_What the task asks_
Render all of the entries below as a numbered list, leaving out any blank lines.

_Rows from a box-labeling dataset_
· · ·
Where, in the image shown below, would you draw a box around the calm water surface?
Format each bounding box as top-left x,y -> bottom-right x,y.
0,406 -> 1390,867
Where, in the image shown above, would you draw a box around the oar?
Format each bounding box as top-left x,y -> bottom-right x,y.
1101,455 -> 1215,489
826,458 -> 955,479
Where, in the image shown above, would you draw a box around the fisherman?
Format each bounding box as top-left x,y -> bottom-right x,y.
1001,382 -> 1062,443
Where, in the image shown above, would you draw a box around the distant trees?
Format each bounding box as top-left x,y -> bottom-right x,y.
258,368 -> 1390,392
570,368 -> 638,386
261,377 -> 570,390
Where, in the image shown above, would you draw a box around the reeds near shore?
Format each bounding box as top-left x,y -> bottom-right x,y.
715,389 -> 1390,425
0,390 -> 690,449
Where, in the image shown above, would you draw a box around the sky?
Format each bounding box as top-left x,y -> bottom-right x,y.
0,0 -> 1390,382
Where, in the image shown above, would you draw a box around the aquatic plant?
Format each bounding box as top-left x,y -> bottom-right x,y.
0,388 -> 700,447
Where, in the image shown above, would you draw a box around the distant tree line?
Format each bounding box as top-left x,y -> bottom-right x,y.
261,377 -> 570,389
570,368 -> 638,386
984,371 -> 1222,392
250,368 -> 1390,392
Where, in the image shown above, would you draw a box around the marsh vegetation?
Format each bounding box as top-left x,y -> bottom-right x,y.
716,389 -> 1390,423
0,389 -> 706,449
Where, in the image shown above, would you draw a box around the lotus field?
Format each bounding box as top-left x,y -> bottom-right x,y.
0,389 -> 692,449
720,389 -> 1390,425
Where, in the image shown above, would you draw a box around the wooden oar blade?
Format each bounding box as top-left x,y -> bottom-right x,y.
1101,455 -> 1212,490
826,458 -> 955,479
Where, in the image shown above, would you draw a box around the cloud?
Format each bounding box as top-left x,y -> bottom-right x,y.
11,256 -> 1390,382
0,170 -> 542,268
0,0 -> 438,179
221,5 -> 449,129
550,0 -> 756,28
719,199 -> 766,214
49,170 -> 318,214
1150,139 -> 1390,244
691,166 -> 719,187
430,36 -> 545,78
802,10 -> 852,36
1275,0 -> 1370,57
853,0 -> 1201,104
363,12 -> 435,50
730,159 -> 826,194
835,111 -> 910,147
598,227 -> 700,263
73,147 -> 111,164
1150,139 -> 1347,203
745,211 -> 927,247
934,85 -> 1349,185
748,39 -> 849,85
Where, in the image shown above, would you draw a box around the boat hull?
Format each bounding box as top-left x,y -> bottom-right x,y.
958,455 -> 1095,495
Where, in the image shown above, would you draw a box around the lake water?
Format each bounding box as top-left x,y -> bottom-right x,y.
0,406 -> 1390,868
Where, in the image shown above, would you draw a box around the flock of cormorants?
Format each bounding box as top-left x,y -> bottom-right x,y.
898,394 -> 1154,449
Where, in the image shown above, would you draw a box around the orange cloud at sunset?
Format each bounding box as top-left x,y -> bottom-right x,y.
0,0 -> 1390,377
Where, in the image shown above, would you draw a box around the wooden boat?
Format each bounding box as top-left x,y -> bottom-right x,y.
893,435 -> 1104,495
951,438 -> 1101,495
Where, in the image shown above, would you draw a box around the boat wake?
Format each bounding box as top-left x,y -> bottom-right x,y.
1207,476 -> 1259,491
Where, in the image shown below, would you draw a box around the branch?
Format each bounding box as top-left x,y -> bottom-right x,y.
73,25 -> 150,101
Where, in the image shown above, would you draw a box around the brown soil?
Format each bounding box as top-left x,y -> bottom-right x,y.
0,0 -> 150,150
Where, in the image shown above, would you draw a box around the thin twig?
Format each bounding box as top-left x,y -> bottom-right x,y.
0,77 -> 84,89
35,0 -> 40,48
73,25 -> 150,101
· · ·
_Solution to the exercise_
1. Where, in the image shown below, would you draw a box around the calm water surface?
2. Format each bounding box as top-left x,y -> bottom-right x,y.
3. 0,406 -> 1390,867
4. Where, in the image shown above, would you draw a box around the oar?
5. Format each bounding box as top-left x,y -> bottom-right x,y.
6. 1101,455 -> 1215,489
7. 826,458 -> 955,479
8. Where, in the image shown above, would you draw a box around the fisherman?
9. Format each bounding box as top-left x,y -> bottom-right x,y.
10. 1001,382 -> 1062,443
11. Where, in the image shown above, would you draw a box around the distant trees?
12. Format each bounding box as top-left x,y -> bottom-right x,y.
13. 258,368 -> 1390,392
14. 570,368 -> 638,386
15. 261,377 -> 570,390
16. Where, in the image shown above, would you draw a box around the reeds near shore?
17. Format each bounding box as top-left x,y -> bottom-right x,y.
18. 715,389 -> 1390,425
19. 0,390 -> 690,449
20. Where, in the image shown above, would you draw a box around the sky?
21. Format each bounding box as top-left x,y -> bottom-right x,y.
22. 0,0 -> 1390,382
23. Where, in the image shown above, would you draw a box around the aquatic plant?
24. Format each bounding box as top-left x,y -> bottom-right x,y.
25. 0,388 -> 700,447
26. Where, in the image shown above, would you draw a box around the distant tree line?
27. Format each bounding box as top-left x,y -> bottom-right x,y.
28. 261,377 -> 570,389
29. 570,368 -> 638,386
30. 984,371 -> 1222,392
31. 250,368 -> 1390,392
32. Where, in the image shown above, would you draw a box around the marsh vegetation?
33. Format each bounding box as top-left x,y -> bottom-right x,y.
34. 716,389 -> 1390,423
35. 0,389 -> 706,449
36. Where, in the image shown above, would you draw a box around the lotus field?
37. Format each bounding box as top-left x,y -> bottom-right x,y.
38. 0,389 -> 692,449
39. 720,389 -> 1390,425
40. Where, in the image shown above, would you draw a box around the wooden oar blade?
41. Format each bounding box as top-left x,y -> bottom-right x,y.
42. 1101,455 -> 1212,490
43. 826,458 -> 955,479
44. Where, in the image shown above, would you draw a box around the cloud?
45. Format each bounding box as top-left x,y -> bottom-right x,y.
46. 11,256 -> 1390,382
47. 0,170 -> 542,268
48. 0,0 -> 438,179
49. 221,5 -> 449,129
50. 550,0 -> 756,28
51. 719,199 -> 766,214
52. 49,170 -> 318,214
53. 1150,139 -> 1390,244
54. 691,166 -> 719,187
55. 430,36 -> 545,78
56. 802,10 -> 852,36
57. 1275,0 -> 1370,57
58. 853,0 -> 1201,104
59. 363,12 -> 435,50
60. 730,159 -> 826,194
61. 835,111 -> 910,147
62. 598,227 -> 700,263
63. 73,147 -> 111,164
64. 1150,139 -> 1347,203
65. 745,211 -> 927,247
66. 934,85 -> 1349,185
67. 748,39 -> 849,85
68. Where, in the image shown above, would you draw a box around the boat hull?
69. Format each bounding box as top-left x,y -> bottom-right x,y.
70. 958,455 -> 1095,495
71. Where, in the image shown above, would you draw a box around the lake water?
72. Format each bounding box as top-left x,y -> bottom-right x,y.
73. 0,406 -> 1390,868
74. Where, in the image shown above, would you draw a box around the flock of cormorants?
75. Format each bounding box as top-left x,y -> bottom-right x,y.
76. 898,394 -> 1154,449
77. Where, in the image shown above, would you draw a box around the orange cloud at sunset?
78. Format each bounding box as top-left x,y -> bottom-right x,y.
79. 0,0 -> 1390,377
80. Where, in the image shown above, would you draw a box around the wooden boat?
81. Format each bounding box as top-left x,y -> bottom-right x,y.
82. 893,435 -> 1104,495
83. 951,438 -> 1101,495
84. Where, in the image shown above, would you draw a box around the boat wake?
85. Format each bounding box as top-left x,y -> bottom-right x,y.
86. 1207,476 -> 1259,491
87. Where, in the image shown below, would you draw a box around the branch?
88. Format each bounding box as top-left x,y -> bottom-right x,y.
89. 73,25 -> 150,101
90. Where, in the image shown above, would you draw a box around the brown soil?
91. Format each bounding box as top-left x,y -> bottom-right x,y.
92. 0,0 -> 150,150
93. Where, in the image shown above, would you draw a box around the thin twig?
94. Format each bounding box as top-left x,y -> bottom-right x,y.
95. 0,77 -> 84,89
96. 35,0 -> 40,48
97. 73,25 -> 150,101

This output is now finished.